» TEXTO PARA LEITURA
::::::::::
“Carta de Brasília” reforça oposição à PEC 37

Frederico Vasconcelos

Proposta fortalece elo que tem “monopólio da força” e “histórico de abusos”.

O Colégio dos Procuradores da República divulgou nesta terça-feira (18/6) a “Carta de Brasília: Por que somos contra a PEC 37”, documento que elenca as razões pelas quais os membros do Ministério Público Federal consideram a PEC 37 “um retrocesso em favor da impunidade”.

“A PEC 37 fortalece apenas um dos elos da justiça penal, o qual tem o monopólio da força e do uso cotidiano de armas, além do histórico de abusos e excessos, ainda amplamente praticados e que tendem a permanecer impunes caso o monopólio instituído pela PEC 37 seja aprovado”, afirma o documento.

O  encontro aconteceu no auditório da Procuradoria Geral da República e reuniu parlamentares, integrantes do Poder Judiciário, da Polícia  Federal, de associações do MP e de outras instituições.
::::::::::
» EXTRATO DE DADOS
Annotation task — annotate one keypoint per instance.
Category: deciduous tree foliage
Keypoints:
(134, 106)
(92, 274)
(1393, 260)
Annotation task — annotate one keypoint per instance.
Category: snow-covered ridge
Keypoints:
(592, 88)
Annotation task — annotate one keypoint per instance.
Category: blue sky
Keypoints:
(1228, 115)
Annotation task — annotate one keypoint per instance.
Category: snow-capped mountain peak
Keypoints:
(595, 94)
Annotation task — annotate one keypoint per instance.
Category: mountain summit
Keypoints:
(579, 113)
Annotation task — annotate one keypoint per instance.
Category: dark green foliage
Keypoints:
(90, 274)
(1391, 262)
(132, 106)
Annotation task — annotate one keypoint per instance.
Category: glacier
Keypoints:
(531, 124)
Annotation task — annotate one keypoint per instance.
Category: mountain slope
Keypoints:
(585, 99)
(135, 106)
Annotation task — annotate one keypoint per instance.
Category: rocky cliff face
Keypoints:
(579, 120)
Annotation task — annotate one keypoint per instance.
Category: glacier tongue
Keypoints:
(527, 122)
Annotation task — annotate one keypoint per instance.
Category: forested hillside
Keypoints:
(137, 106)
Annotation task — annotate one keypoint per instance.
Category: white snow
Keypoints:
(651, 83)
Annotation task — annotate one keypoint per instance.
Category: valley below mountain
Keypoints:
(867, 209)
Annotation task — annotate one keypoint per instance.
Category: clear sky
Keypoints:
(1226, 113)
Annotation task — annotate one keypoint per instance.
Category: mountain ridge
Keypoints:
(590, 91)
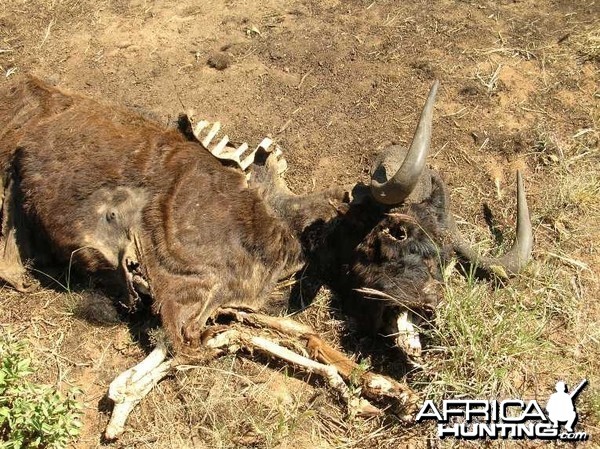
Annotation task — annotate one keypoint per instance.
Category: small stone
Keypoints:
(219, 61)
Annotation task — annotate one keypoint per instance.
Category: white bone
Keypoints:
(199, 127)
(131, 386)
(234, 338)
(265, 143)
(211, 134)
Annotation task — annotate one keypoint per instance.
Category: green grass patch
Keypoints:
(32, 415)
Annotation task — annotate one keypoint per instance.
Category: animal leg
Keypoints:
(12, 267)
(223, 149)
(374, 386)
(234, 339)
(131, 386)
(407, 333)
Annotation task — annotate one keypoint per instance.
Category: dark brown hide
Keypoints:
(108, 190)
(94, 178)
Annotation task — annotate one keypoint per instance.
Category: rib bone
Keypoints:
(239, 155)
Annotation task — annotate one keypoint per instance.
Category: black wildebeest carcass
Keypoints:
(104, 189)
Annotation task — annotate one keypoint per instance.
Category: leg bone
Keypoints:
(131, 386)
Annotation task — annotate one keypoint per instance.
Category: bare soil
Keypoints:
(333, 82)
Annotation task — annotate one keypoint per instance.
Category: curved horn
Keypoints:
(517, 257)
(395, 190)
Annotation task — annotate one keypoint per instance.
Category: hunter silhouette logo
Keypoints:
(471, 419)
(560, 406)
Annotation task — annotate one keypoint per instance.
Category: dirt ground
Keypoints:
(332, 82)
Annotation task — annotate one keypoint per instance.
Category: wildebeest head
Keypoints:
(393, 239)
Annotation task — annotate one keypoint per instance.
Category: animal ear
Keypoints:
(12, 266)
::::::::::
» PEDIDO 1
Por favor, duplique o trecho da notícia sobre a PEC 37 entre "Proposta fortalece elo" e "de outras instituições.", inclusive.
» PEDIDO 2
Reescreva de forma mais breve o parágrafo da notícia sobre a PEC 37 que começa com "O Colégio dos Procuradores da República divulgou", mantendo os fatos principais.
» PEDIDO 3
Dê seguimento à notícia sobre a PEC 37 a partir do ponto em que ela termina.

» RESPOSTA FINAL 1
Proposta fortalece elo que tem “monopólio da força” e “histórico de abusos”.

O Colégio dos Procuradores da República divulgou nesta terça-feira (18/6) a “Carta de Brasília: Por que somos contra a PEC 37”, documento que elenca as razões pelas quais os membros do Ministério Público Federal consideram a PEC 37 “um retrocesso em favor da impunidade”.

“A PEC 37 fortalece apenas um dos elos da justiça penal, o qual tem o monopólio da força e do uso cotidiano de armas, além do histórico de abusos e excessos, ainda amplamente praticados e que tendem a permanecer impunes caso o monopólio instituído pela PEC 37 seja aprovado”, afirma o documento.

O  encontro aconteceu no auditório da Procuradoria Geral da República e reuniu parlamentares, integrantes do Poder Judiciário, da Polícia  Federal, de associações do MP e de outras instituições.

» RESPOSTA FINAL 2
Na terça-feira (18/6), o Colégio dos Procuradores da República divulgou a “Carta de Brasília: Por que somos contra a PEC 37”. O documento explica por que os membros do Ministério Público Federal veem a PEC 37 como “um retrocesso em favor da impunidade”.

» RESPOSTA FINAL 3
Os 320 procuradores presentes ao ato aprovaram duas propostas complementares: a) intensificação do diálogo com o Congresso Nacional, por realizações conjuntas com os demais órgãos que teriam o poder de investigação afetado, em caso de aprovação da PEC 37, e b) criação de um um comitê executivo para representar o MPF no Poder Legislativo.

Eis a íntegra da manifestação:

 

Carta de Brasília – Por que somos contra a PEC/37

O Colégio dos Procuradores da República, órgão do Ministério Público Federal, autoconvocado, reuniu-se em 18 de junho de 2013, no exercício de seu dever constitucional de zelar pelo estado democrático de direito e pelo respeito aos direitos constitucionais, para garantir a manutenção da capacidade de investigação para fins penais do Ministério Público e outras instituições atualmente investidas de poder de polícia, e impedir retrocesso em favor da impunidade e contra a segurança cidadã. Para isso, é necessário dizer não à PEC 37.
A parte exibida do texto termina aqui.